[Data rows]

————

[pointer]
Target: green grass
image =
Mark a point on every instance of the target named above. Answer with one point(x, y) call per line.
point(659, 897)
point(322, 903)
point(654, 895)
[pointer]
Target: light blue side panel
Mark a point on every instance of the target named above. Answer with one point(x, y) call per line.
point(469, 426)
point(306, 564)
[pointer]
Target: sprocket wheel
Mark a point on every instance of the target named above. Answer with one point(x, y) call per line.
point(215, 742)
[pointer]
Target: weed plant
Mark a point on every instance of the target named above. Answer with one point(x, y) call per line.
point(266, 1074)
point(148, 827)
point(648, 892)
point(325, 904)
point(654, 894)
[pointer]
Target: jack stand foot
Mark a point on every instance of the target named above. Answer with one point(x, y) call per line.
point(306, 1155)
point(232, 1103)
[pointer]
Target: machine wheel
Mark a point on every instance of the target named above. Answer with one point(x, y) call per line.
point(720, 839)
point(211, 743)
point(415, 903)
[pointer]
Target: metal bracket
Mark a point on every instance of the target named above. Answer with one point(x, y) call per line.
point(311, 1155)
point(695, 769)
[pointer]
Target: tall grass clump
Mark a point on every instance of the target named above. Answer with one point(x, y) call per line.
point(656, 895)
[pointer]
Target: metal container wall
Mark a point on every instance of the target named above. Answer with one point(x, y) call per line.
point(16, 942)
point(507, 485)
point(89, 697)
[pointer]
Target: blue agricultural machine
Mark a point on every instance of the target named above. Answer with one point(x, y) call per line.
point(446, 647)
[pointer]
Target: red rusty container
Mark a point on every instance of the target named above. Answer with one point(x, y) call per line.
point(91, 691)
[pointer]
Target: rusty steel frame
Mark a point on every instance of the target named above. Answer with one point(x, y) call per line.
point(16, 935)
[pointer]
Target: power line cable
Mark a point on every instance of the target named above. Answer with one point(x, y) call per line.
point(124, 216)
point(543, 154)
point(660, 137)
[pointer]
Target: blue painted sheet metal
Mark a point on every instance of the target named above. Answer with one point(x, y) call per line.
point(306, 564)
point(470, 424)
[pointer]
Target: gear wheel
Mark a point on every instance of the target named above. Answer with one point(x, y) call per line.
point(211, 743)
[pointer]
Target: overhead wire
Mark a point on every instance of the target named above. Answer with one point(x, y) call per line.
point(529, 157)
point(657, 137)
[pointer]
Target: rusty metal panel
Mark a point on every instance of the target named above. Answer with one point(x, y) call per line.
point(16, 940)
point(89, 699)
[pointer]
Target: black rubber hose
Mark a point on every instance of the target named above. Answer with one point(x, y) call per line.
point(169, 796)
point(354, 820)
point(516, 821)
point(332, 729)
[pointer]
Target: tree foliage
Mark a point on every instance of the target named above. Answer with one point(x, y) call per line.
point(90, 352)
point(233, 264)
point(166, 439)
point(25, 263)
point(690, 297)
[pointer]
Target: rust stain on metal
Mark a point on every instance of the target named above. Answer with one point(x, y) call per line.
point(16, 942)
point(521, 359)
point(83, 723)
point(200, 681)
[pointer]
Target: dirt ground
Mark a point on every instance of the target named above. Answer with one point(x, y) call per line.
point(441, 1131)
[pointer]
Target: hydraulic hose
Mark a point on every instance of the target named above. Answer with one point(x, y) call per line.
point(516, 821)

————

PROBLEM STATEMENT
Please rewrite the rows from the start through the line containing "point(446, 647)", requests included, and add 99 to each x and y coordinate in the answer points.

REPLY TO THE TASK
[pointer]
Target: green grass
image =
Mark a point on every instance of the target named above. Answer with one point(x, y) call per line.
point(758, 996)
point(421, 1002)
point(753, 994)
[pointer]
Target: light blue side panel
Mark a point on every instance of the target named above. Answer with one point(x, y) call per line.
point(568, 525)
point(405, 663)
[pointer]
Target: sprocket wheel
Mark a point on every instance of the target named above. Answer with one point(x, y) call per line.
point(314, 841)
[pointer]
Target: weed plant
Mark a point on every instance of the target named above. Answer with one point(x, y) call per line.
point(365, 1173)
point(247, 926)
point(747, 991)
point(424, 1003)
point(753, 993)
[pointer]
Target: jack stand foot
Mark a point on every instance of the target named above. Answer with one point(x, y) call per line.
point(405, 1254)
point(331, 1202)
[pointer]
Target: machine wheel
Mark a point on every instance of the target named above. Answer with one point(x, y) call per line.
point(819, 938)
point(310, 842)
point(514, 1002)
[pointer]
Target: metal bracket
Mark a point on every instance of the target named above. Answer with one point(x, y) call per line.
point(410, 1254)
point(794, 868)
[pointer]
Target: tall grass clump
Mark a point on every instance of the target named above. Answer with one point(x, y) call per line.
point(755, 994)
[pointer]
Target: metal container wall
Mark a point on every instance of the target named above. Answer with one point(x, y) call per line.
point(115, 1041)
point(606, 584)
point(188, 796)
[pointer]
Target: blue agricultural machine
Mark a point on every instance of the target named above. Answer with one point(x, y) call per line.
point(545, 746)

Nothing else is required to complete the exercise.